---- Task input

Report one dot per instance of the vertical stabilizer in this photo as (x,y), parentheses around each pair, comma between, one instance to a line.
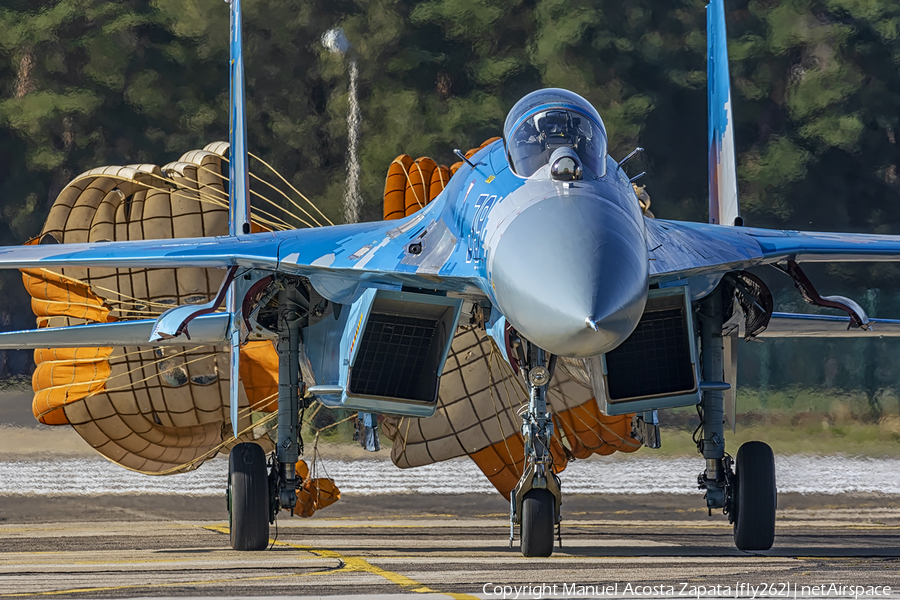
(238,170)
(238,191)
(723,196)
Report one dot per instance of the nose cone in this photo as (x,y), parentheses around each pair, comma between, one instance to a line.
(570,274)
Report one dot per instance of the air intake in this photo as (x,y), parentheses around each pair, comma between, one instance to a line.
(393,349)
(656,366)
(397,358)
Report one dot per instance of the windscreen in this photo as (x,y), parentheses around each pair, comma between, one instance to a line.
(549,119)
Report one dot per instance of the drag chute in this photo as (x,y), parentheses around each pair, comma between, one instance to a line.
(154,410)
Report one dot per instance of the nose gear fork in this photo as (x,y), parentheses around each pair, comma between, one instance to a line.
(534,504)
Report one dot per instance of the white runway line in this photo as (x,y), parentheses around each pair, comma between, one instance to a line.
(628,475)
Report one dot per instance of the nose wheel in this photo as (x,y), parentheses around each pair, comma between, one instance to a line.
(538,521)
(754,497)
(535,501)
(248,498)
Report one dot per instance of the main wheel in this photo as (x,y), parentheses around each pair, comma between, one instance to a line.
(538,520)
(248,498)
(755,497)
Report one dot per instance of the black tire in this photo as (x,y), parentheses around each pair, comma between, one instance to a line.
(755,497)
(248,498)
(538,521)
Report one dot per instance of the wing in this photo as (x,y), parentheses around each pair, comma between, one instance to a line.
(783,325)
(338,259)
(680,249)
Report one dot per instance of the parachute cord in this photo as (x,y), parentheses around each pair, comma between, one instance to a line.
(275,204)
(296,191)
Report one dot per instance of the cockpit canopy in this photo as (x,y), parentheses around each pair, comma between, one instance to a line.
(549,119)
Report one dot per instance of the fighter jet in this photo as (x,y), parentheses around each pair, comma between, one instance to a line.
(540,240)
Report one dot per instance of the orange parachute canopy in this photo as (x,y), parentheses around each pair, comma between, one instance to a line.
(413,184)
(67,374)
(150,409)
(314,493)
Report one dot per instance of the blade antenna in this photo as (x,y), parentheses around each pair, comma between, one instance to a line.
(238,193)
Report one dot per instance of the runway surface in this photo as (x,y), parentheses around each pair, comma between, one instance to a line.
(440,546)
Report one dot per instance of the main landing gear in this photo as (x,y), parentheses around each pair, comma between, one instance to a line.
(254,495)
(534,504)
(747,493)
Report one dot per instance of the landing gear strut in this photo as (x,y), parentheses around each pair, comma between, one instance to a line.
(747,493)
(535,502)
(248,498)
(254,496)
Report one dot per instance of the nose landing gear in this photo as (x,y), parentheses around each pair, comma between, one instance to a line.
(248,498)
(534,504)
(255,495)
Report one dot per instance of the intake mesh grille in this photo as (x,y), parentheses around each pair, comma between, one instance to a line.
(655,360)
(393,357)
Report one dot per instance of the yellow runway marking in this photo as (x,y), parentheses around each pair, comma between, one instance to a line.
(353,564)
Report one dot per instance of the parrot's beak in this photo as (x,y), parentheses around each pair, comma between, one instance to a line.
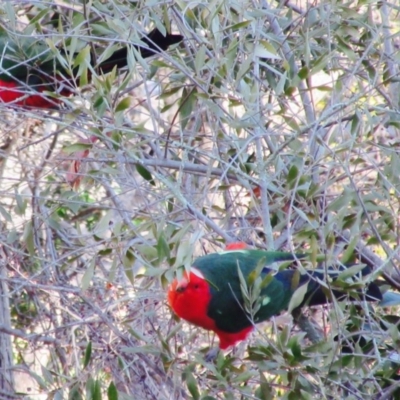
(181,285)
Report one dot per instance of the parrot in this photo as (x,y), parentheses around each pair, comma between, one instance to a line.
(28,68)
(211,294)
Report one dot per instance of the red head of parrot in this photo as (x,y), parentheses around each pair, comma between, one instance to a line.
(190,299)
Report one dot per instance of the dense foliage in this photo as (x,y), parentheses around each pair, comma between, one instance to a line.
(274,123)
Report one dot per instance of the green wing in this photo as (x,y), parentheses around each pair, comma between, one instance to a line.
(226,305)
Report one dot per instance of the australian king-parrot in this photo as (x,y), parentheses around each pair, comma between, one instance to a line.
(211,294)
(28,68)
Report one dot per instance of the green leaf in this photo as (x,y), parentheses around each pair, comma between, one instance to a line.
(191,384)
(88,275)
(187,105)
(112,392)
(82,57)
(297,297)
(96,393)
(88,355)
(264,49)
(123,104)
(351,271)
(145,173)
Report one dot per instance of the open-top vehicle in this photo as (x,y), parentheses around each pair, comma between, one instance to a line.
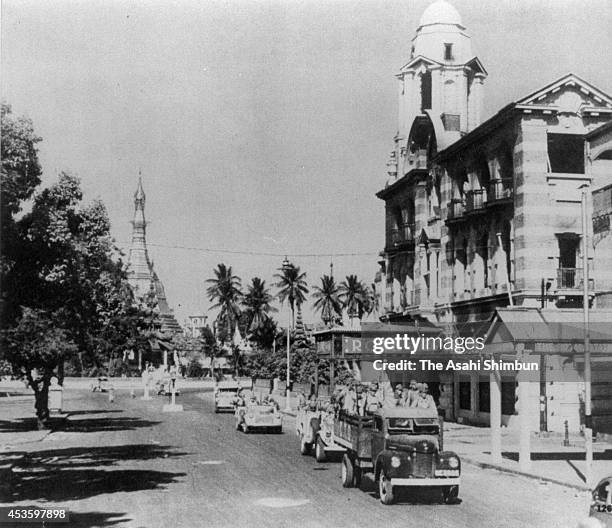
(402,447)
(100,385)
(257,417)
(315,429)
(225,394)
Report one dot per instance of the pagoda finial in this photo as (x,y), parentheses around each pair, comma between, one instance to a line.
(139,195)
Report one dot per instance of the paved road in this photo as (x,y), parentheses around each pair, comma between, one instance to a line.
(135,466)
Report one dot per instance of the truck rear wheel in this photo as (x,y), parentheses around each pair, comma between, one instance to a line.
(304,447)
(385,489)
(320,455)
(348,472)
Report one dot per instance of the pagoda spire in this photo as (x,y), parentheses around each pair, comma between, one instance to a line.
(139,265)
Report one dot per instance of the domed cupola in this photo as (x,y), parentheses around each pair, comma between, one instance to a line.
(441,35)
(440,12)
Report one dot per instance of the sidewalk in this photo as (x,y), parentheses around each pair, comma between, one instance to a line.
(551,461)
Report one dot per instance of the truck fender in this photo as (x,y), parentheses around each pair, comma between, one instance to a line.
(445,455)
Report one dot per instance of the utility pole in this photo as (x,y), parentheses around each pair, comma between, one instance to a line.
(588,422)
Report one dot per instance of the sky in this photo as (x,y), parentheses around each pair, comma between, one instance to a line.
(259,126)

--------

**What to produce**
Print out the records in full and exactly, dropping every picture.

**Answer box**
Report one dot per instance of the vertical stabilizer in this photo as (x,y), parentheses around each pair, comma between, one instance to a line.
(238,170)
(238,191)
(723,196)
Report one dot per instance of the nose cone in this photo as (x,y), parentheses around each pair, comma between, one instance to a line.
(570,274)
Report one dot per instance of the air intake in this photo as (x,y), parentheses around each pair, comma between, one instance to a line.
(393,349)
(656,366)
(397,358)
Report one dot per instance of the windscreen in this photo as (x,y), parentheses around each pair, comma between, one instance to a line.
(549,119)
Report one dot per instance of the drag chute in this photo as (x,y), parentheses around each pair, comma between, one instance to a line.
(154,410)
Report one dot per instance of the nose gear fork in this photo as (x,y), parentheses around each pair, comma between, one instance to a line.
(534,504)
Report one dot per instance of the white runway line in this photo as (x,y), parentheses around each pair, comma between, one instance to a line.
(628,475)
Report one dot per instance of the nose wheel in this photo as (x,y), parentheses around each pair, comma between, one instance to a line.
(538,521)
(754,497)
(535,501)
(248,498)
Report one dot per instance of the main wheel in this photo as (x,y), parentheses around each pair, comma between, one instance to a line.
(538,520)
(248,498)
(755,497)
Report one dot per instance of the black tire in this photo as (x,y), parentheses around each pair, comma between, one instance to a line.
(755,497)
(248,498)
(538,521)
Report one dot per instance of the wing in this photo as (x,y), parentheses around each pair, comma between, one instance to a line.
(783,325)
(338,259)
(680,249)
Report one dot per instance of the parachute cord in this photo as (x,y), parentheses around each pair, comma between, one instance to a line.
(275,204)
(296,191)
Report one dot per instance of the cockpit canopy in this photo as (x,y), parentheses around each pair, comma between, one instance to a line.
(549,119)
Report one dot per instance of the fighter jet in this photo as (x,y), parentheses around each pair, comma between, one instance to a line.
(540,240)
Report one dot per instance of the orange parachute canopy in this photo as (x,y), parentheses around each pair, comma between, one instance to a line.
(413,184)
(67,374)
(150,409)
(314,493)
Report one dot per instance of the blade antenna in this photo as (x,y), parentheses around each pair, comma between, one instance to a line.
(238,193)
Report one dot per instance of the runway surface in this photo as (x,y), parentheses around each pair, comma between, one instance to a line.
(440,546)
Report one dot per instance of the main landing gear in this photo as (x,y), parentheses around each pair, comma between, one instance to a line.
(254,495)
(534,504)
(747,493)
Report one dot per instance of the landing gear strut in this photo as (x,y), parentheses around each pair, comma between, one instance to a line.
(747,493)
(535,502)
(248,498)
(254,496)
Report one dot per instance of the nose landing gear in this photo as (x,y), parentheses around each pair, comma between, one instance to a line.
(248,498)
(534,504)
(255,495)
Report one dot per instance of the intake mesh grille in this photo as (x,y), parentheses around each pair, comma between, one instance to a line.
(655,360)
(393,357)
Report one dot per instance of the yellow runway marking in this photo as (x,y), parentheses around each pair, comma between, one instance to a line.
(353,564)
Report one dot per instance of the parrot's beak in this photo as (x,y), parentheses around each pair, comma between, one instance to a line.
(181,285)
Report one dot per instance of the parrot in this photo as (x,y), parentheses around each pair, comma between, one instance to a line.
(28,68)
(211,294)
Report one dot per instance of the red head of parrot in this photo as (x,y), parentheses around each pair, comma between, one instance to a line.
(190,299)
Report one dot per instance of the dense foliage in this photo as (x,y), parentheses around each pair, comma between, one instance to a line.
(274,123)
Report one dot per instance of the green wing in this photo as (x,y), parentheses around each pair, comma between, one instance to a line.
(226,305)
Report one dot per instance of the australian king-parrot in this photo as (x,y), parentheses around each pair, comma between, one instance to a line.
(211,294)
(28,68)
Report one dot per instance of the green leaf in this photo as (x,y), parentheses around each pair, comma between, one instance to a line.
(191,384)
(88,275)
(187,105)
(112,392)
(82,57)
(297,297)
(96,393)
(88,355)
(264,49)
(123,104)
(351,271)
(145,173)
Report one dot per instance of the open-top vehicle in this photo as (x,y), parentheses around each pair, comma between, one instance to a line.
(402,447)
(100,385)
(257,417)
(315,429)
(225,394)
Report one dot per instance of the pagoda finial in this photo as (x,y), parentheses around each pair, comma between, one instance to a line.
(139,195)
Report one dot per instance of the paved road in this photo as (x,y), parentheses around each pair, comma between, one instance to a line.
(135,466)
Report one dot per instance of the truck rear wheel in this photo as (x,y), parentheses around each pair, comma between, one instance to a line.
(304,447)
(385,489)
(320,455)
(348,472)
Report one dot per instance of the pagoda spire in this photo as (x,y), parentheses around each pair, comma between, one instance to a line.
(139,265)
Report one dot per instance of the domed cupola in this photo as (x,y), parentheses around each pair, comma between, one instance to a line.
(441,35)
(440,12)
Report one dot per instance of the sidewalk in this photo as (x,y), parentheses around each pair, comma between, one instance to a line.
(551,461)
Report one dot per instance of the truck fender in this photo as (x,y), parentheses around each pair, comma between, one instance to a line.
(445,455)
Report one dot per instance of the utility pole in this photo as (x,y), parentheses around each pair, comma between, one instance to a line.
(588,422)
Report one dot per instance of the sky in this photo as (x,y), parentheses around each pair, comma between, one instance to a line.
(259,126)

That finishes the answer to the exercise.